Prompt
Copy, character for character, the lines of the records from the one containing "Please trace the" through the end of the records, both ends included, and nothing else.

Record excerpts
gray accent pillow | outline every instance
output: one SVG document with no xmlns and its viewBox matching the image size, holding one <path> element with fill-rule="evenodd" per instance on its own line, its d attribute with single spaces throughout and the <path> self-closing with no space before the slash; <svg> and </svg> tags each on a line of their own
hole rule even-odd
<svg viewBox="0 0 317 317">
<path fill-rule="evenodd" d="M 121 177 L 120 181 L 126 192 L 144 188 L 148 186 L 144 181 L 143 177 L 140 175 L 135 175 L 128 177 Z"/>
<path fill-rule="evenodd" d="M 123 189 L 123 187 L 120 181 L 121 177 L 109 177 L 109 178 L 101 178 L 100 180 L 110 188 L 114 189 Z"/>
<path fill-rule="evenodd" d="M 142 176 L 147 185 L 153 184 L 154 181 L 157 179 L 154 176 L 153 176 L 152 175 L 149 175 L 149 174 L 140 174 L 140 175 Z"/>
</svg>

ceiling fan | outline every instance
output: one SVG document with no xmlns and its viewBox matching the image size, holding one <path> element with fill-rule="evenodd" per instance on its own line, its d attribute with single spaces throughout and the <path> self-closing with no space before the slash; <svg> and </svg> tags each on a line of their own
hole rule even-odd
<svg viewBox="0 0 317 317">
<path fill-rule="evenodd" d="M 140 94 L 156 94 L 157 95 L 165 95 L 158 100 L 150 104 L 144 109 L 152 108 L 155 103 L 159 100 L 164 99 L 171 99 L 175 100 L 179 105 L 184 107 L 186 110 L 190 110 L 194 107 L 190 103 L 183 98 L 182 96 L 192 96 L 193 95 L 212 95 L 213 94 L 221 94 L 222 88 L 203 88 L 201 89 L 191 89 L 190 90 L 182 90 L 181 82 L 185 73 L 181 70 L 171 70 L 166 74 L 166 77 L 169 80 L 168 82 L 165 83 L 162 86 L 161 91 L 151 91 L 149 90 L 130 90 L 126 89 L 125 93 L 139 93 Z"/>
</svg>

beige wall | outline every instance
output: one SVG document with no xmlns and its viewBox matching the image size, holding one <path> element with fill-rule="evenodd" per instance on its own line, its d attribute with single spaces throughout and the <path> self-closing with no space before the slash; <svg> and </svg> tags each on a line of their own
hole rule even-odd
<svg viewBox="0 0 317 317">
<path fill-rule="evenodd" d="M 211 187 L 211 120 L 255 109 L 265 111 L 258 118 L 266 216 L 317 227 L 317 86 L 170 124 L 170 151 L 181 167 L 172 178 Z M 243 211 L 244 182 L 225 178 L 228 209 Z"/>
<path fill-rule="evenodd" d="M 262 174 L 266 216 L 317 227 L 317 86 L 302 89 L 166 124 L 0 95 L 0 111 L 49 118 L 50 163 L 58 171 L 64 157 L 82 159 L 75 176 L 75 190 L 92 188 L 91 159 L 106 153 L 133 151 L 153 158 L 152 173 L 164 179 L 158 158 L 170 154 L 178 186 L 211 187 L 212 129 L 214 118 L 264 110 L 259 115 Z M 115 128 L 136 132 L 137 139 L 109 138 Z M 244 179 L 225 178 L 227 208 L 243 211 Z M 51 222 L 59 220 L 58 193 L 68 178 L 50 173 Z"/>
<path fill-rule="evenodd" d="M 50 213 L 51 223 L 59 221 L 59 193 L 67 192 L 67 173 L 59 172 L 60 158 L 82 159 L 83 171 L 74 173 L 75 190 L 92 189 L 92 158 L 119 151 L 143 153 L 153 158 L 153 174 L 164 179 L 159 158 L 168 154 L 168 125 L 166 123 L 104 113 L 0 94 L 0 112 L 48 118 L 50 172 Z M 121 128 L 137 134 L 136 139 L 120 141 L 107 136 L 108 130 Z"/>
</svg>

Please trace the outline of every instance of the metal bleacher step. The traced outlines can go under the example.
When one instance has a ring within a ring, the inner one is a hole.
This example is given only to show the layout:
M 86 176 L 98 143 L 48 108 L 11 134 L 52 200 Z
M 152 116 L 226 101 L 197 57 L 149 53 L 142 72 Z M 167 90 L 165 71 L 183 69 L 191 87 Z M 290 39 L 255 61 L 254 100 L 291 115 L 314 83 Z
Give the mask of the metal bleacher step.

Reply to the exercise
Please trace the outline of every instance of the metal bleacher step. The traced outlines can go under the example.
When one instance has a ring within a ring, the inner one is a hole.
This example is given only to show the layout:
M 86 176 L 98 143 L 48 108 L 11 134 L 52 200 Z
M 152 116 L 226 101 L 197 57 L 149 53 L 142 72 Z M 167 90 L 165 71 L 183 69 L 191 87 Z M 290 39 L 255 61 L 254 100 L 291 115 L 314 83 Z
Give the mask of the metal bleacher step.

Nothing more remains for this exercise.